* _Stated problem_
Show every line of the records below that contains the word "white". Case counts.

* _Information supplied_
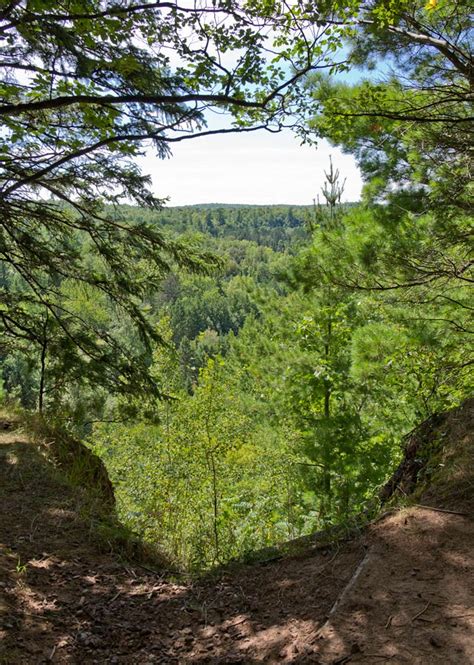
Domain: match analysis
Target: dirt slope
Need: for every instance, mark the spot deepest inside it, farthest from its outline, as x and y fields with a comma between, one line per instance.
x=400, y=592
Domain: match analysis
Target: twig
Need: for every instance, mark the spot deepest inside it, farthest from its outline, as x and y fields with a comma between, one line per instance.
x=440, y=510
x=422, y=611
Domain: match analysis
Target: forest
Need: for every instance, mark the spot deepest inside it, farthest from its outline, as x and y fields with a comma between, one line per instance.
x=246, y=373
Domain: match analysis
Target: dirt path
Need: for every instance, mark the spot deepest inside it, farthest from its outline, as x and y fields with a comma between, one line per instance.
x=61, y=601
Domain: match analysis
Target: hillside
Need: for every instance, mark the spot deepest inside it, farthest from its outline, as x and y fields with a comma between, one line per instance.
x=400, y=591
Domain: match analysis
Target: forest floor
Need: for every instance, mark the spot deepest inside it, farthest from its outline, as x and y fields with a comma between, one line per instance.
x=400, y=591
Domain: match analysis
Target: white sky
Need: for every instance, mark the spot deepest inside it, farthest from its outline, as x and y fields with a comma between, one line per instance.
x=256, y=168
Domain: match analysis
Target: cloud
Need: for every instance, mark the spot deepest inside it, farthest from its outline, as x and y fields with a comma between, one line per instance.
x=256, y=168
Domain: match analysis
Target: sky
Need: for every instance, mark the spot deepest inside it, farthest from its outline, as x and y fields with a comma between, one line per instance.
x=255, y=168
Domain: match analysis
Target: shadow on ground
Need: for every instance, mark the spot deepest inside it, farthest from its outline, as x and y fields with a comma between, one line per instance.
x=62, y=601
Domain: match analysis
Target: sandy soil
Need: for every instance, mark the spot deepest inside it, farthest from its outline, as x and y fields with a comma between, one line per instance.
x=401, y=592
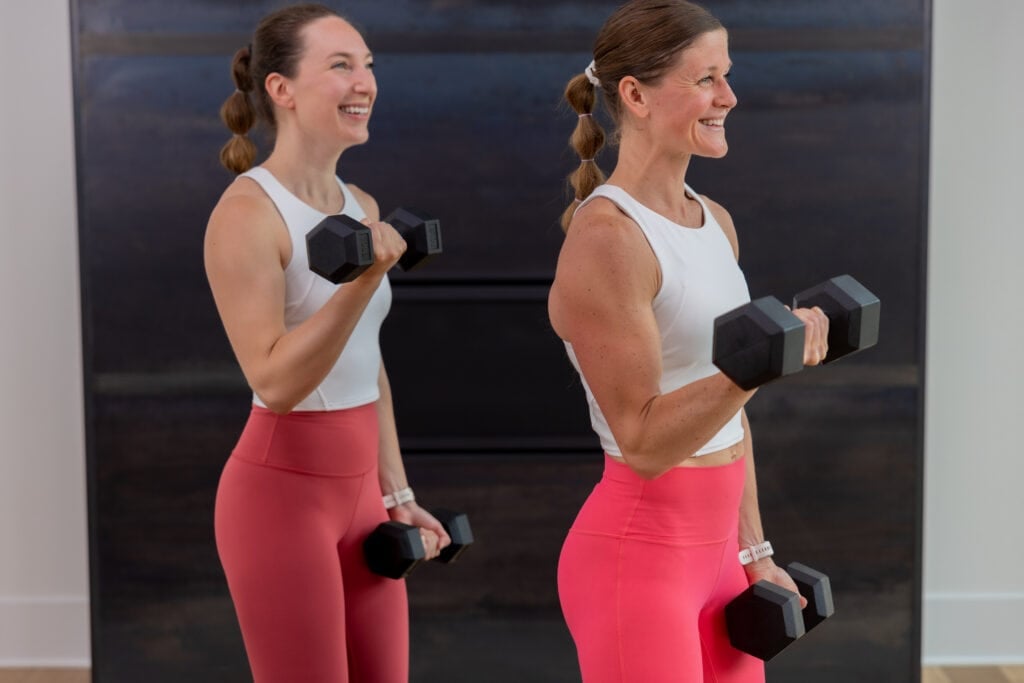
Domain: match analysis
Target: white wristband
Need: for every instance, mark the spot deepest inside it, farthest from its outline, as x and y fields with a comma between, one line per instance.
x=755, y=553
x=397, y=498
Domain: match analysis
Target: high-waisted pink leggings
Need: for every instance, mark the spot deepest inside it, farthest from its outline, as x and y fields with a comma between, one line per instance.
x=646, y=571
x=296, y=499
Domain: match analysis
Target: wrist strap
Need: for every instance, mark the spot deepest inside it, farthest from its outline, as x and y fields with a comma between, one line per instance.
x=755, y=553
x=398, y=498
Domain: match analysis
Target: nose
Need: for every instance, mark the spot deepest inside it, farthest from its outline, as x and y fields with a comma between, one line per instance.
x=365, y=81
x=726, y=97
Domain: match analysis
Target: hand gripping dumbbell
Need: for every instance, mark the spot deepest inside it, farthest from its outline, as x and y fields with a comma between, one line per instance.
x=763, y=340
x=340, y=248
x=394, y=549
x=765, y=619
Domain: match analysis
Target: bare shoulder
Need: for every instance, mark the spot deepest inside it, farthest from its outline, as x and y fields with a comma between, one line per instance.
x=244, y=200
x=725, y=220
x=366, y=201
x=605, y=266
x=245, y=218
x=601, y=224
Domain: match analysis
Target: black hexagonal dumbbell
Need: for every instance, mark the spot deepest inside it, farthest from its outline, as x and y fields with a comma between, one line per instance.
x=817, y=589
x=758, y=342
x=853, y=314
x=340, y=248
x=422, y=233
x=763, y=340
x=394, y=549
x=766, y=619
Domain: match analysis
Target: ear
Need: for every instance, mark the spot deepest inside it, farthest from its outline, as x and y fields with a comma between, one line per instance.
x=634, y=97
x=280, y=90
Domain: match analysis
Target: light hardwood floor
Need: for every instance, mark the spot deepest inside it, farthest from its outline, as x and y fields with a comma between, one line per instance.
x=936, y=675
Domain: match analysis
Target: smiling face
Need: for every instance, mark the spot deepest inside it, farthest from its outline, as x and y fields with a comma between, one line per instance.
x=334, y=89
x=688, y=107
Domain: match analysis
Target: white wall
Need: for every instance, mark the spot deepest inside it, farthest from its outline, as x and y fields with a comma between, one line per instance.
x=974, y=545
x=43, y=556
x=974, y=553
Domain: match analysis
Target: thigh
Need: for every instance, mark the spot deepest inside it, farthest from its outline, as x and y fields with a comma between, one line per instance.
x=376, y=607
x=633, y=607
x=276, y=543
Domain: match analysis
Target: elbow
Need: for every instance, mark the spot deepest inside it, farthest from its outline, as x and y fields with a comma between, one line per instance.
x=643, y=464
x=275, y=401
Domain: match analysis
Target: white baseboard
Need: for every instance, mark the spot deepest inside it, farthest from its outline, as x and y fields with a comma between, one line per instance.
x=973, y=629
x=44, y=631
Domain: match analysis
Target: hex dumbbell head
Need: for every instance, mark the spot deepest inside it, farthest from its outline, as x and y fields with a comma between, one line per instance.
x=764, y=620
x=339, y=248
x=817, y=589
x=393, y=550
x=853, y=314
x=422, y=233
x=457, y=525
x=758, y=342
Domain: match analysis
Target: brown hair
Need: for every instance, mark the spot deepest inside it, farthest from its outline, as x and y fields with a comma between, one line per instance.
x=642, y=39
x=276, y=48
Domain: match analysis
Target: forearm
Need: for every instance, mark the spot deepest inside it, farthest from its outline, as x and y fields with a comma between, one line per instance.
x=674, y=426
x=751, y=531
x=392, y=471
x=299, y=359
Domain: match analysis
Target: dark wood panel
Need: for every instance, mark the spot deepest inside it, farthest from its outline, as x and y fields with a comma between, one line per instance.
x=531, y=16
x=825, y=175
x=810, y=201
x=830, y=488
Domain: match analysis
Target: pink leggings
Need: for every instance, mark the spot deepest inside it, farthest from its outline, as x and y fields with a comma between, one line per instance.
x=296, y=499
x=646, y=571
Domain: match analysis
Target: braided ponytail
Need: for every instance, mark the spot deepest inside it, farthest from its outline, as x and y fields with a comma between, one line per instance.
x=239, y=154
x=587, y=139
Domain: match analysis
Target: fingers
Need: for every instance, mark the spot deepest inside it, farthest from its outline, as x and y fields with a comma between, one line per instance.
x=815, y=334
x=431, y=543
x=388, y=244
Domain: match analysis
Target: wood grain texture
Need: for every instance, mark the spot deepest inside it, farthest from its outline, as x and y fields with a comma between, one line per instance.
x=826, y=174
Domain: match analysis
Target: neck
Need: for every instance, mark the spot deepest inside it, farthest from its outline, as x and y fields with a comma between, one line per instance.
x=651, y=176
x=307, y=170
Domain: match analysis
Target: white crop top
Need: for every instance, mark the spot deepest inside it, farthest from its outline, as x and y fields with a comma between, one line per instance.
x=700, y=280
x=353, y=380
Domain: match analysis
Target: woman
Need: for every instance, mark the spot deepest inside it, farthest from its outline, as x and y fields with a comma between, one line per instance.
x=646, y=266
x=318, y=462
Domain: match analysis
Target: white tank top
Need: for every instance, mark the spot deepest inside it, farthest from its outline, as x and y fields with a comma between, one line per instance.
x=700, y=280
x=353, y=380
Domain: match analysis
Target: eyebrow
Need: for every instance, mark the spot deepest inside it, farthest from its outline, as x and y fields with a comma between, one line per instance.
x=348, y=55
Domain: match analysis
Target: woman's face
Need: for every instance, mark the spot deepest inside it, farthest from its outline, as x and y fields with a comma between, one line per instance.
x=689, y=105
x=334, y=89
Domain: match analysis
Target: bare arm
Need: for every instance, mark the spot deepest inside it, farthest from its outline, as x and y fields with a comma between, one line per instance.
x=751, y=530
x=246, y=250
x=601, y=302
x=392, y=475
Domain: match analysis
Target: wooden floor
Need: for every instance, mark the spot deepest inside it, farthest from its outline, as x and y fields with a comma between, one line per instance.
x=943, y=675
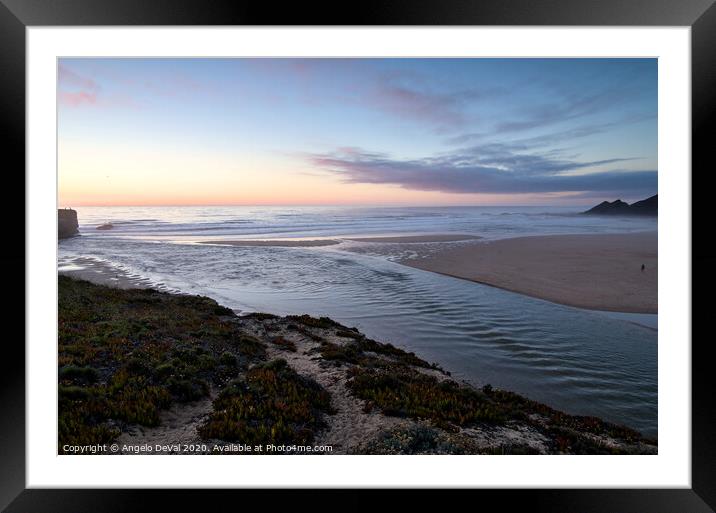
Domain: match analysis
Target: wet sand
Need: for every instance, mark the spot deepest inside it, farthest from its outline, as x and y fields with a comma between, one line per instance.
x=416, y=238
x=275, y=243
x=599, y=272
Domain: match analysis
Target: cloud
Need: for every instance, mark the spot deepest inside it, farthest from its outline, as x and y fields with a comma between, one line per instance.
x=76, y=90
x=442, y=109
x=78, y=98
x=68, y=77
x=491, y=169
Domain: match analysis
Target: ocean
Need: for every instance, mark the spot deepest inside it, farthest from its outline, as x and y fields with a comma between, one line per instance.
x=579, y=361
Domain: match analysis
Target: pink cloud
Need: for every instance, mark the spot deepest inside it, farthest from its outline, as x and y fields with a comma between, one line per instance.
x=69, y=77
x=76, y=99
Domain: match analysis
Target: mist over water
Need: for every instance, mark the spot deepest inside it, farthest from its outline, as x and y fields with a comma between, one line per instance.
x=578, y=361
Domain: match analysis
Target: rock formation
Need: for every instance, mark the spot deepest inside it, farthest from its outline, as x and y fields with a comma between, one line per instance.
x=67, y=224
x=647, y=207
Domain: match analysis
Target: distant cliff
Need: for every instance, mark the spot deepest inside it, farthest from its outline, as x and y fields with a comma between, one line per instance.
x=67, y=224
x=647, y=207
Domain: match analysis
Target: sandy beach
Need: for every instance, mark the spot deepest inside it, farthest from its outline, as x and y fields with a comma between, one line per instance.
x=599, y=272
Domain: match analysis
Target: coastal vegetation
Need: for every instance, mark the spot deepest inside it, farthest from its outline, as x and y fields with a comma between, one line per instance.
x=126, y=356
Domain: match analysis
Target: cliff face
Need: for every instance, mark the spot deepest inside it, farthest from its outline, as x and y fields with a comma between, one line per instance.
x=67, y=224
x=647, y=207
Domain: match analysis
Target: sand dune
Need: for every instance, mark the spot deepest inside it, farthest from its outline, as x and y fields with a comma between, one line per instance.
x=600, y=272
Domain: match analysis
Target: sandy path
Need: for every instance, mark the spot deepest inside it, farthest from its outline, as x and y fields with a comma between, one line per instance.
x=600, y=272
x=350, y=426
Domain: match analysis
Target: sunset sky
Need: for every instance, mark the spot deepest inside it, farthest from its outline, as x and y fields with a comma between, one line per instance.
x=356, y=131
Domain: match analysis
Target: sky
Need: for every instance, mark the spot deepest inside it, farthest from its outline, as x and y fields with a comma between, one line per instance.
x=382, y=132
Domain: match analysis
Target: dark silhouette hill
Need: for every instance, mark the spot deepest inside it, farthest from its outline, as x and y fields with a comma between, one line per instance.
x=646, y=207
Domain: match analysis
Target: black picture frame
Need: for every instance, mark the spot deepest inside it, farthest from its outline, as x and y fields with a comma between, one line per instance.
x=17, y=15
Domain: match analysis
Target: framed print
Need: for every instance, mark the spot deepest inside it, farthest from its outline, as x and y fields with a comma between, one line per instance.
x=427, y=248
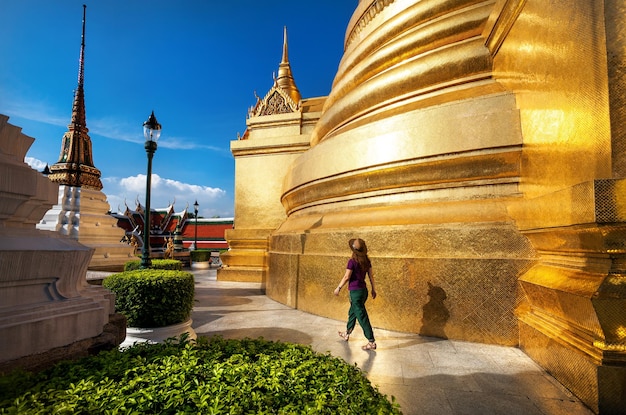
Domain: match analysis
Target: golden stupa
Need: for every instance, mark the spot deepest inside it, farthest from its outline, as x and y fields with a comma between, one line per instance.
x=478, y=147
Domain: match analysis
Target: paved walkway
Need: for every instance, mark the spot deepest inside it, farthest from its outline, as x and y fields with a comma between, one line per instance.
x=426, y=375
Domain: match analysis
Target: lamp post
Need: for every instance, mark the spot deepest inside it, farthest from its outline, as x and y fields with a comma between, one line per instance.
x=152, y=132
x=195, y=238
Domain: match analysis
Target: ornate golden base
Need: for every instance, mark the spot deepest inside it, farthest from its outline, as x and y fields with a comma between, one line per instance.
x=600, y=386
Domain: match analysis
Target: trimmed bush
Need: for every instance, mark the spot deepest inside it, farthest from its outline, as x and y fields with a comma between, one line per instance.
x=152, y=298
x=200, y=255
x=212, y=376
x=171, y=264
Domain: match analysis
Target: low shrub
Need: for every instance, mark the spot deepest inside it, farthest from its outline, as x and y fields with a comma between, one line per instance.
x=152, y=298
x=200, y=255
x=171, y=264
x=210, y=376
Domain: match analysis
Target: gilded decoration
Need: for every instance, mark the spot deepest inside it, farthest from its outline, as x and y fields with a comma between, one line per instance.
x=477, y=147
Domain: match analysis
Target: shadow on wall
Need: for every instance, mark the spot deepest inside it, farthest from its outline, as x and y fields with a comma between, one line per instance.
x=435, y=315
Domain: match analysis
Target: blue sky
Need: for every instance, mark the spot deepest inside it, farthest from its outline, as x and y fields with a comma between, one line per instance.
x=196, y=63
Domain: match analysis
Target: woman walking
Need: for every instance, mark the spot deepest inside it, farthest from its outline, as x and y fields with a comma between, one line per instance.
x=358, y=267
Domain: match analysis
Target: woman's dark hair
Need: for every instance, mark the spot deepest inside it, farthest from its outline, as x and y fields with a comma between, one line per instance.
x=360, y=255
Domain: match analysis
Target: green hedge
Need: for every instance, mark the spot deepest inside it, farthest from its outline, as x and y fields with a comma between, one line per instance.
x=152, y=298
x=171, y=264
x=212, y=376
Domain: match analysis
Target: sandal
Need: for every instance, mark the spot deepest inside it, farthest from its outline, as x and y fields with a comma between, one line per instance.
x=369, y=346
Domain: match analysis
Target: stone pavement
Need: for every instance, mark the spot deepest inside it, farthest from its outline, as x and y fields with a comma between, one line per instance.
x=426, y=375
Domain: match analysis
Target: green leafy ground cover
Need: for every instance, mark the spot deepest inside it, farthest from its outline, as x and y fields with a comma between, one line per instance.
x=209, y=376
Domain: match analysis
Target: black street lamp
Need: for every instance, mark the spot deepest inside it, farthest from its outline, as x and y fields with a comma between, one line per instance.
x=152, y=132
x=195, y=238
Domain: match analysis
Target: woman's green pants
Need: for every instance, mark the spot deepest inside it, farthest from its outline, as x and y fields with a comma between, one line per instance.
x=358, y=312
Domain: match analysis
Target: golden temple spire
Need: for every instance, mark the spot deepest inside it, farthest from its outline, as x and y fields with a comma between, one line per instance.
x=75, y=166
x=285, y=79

* _Answer_
Target: white sky
Target: white wristband
Target: white wall
Target: white baseboard
Target: white crop top
Target: white tank top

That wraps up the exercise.